WHAT NEEDS TO BE DONE. List each line of the rows below that contains the string "door", copying the whole line. Matching is case-sensitive.

[Excerpts from point annotation data]
**********
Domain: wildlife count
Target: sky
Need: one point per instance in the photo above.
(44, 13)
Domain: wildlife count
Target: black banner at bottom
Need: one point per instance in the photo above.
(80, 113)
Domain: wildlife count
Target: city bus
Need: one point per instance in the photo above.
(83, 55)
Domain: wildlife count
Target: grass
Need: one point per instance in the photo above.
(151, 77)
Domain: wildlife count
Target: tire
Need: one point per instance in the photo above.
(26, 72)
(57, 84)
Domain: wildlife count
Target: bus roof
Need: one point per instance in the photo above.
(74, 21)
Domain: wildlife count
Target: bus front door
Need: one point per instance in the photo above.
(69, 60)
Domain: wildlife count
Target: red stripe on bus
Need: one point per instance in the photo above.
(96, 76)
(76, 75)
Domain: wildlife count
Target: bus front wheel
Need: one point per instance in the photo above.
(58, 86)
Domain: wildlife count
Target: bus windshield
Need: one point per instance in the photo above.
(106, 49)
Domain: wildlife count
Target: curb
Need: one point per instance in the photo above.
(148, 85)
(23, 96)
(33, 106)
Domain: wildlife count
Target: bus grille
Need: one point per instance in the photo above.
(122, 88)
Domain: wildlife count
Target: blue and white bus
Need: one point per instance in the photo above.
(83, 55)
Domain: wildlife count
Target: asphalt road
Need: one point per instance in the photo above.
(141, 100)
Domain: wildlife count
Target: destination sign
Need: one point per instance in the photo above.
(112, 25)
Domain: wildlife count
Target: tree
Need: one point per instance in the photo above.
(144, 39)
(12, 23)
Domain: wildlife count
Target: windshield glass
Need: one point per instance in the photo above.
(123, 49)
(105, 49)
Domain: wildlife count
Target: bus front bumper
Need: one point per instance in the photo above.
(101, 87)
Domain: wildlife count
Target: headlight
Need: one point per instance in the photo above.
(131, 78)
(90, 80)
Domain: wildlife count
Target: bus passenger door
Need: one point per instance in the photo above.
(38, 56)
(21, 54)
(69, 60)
**********
THE RESULT.
Target: bus front door
Target: bus passenger door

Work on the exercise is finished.